What is needed »
Convert the material below into a Markdown table with the columns Row and Text, placing each nonblank line in its own numbered row. Leave the pictures out of the table.

------ Provided material

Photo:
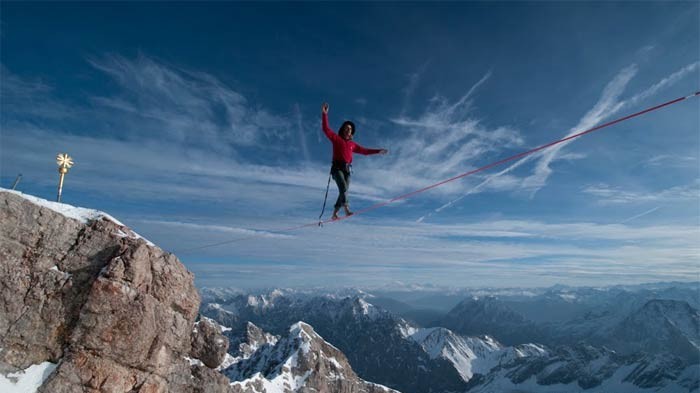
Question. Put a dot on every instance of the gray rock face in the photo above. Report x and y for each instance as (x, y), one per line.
(208, 344)
(301, 362)
(115, 310)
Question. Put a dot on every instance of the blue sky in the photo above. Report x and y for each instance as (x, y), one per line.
(200, 123)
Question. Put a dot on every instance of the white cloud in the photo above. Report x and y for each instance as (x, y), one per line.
(608, 104)
(192, 108)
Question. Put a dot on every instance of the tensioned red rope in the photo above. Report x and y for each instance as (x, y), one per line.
(483, 168)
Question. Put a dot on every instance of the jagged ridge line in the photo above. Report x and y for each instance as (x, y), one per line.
(465, 174)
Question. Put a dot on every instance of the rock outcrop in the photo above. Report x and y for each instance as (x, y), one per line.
(301, 362)
(115, 312)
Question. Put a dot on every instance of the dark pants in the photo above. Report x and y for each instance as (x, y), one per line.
(342, 179)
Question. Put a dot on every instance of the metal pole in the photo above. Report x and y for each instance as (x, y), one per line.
(60, 183)
(64, 163)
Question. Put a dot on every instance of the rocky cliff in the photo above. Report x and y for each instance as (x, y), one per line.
(90, 306)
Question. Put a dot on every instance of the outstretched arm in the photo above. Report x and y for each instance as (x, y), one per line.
(330, 134)
(366, 151)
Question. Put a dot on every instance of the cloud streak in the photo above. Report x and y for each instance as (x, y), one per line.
(608, 104)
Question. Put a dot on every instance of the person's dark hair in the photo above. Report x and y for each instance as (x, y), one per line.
(352, 125)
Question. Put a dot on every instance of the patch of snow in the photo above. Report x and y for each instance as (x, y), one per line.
(27, 380)
(80, 214)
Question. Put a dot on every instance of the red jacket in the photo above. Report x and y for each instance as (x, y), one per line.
(342, 149)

------------

Result of the task »
| Row | Text |
|---|---|
| 1 | Photo: |
| 2 | Question. Put a dot on every instance of the gray rock face in the photo above. Report x and y for each instance as (x, y), one per line. |
| 3 | (208, 344) |
| 4 | (301, 362) |
| 5 | (115, 310) |
| 6 | Question. Put a dot on every instance of the blue sky in the photo above. Report x and y for each instance as (x, y), one per line. |
| 7 | (200, 123) |
| 8 | Question. Put a dot on every instance of the white cloud in the photo above. Report x and y for each instance as (x, y), one per line. |
| 9 | (608, 104) |
| 10 | (192, 108) |
| 11 | Question. Put a dot on every instance of the tensioned red rope in the photo above. Report x and y for each instance as (x, y), one per line. |
| 12 | (483, 168) |
| 13 | Question. Put a dot on every instance of the jagged ridge line in the photo above. Report x and y for each instance as (x, y), one per line. |
| 14 | (465, 174) |
| 15 | Question. Put a dot on every instance of the rock outcrop in the photo above. Report x and y for each instance as (x, y), one per line. |
| 16 | (301, 362) |
| 17 | (115, 312) |
| 18 | Question. Put a dot on every instance of the dark pants in the photo above. Report x and y for each instance as (x, y), one per line. |
| 19 | (342, 179) |
| 20 | Question. Put a dot on every instance of the metal pole in the photo above. Report x and y for each instance as (x, y), one per line. |
| 21 | (60, 183) |
| 22 | (64, 163) |
| 23 | Question. Put a dot on every instance of the rocky cliff in the photo above. Report x and y for each instance as (x, y), one per line. |
| 24 | (90, 306) |
| 25 | Question. Put a dot on every instance of the outstretched arm in the photo above. Report x and y for each instance as (x, y), one per line. |
| 26 | (330, 134) |
| 27 | (366, 151) |
| 28 | Question. Put a dot on every instance of the cloud streak in the photo above. Report x and y for each instance as (x, y), one per line. |
| 29 | (608, 104) |
| 30 | Question. Put a dot on every instance of the person's dark hair in the photo above. Report x and y for each instance as (x, y), one per line. |
| 31 | (352, 125) |
| 32 | Question. Put a dot on every instance of the patch of snow in the photo above. Report x and y for each instance as (x, y), one per line. |
| 33 | (27, 380) |
| 34 | (80, 214) |
| 35 | Question. Put a dot on every instance of the red jacket in the photo above. Report x and y for each instance as (x, y), one per line. |
| 36 | (342, 149) |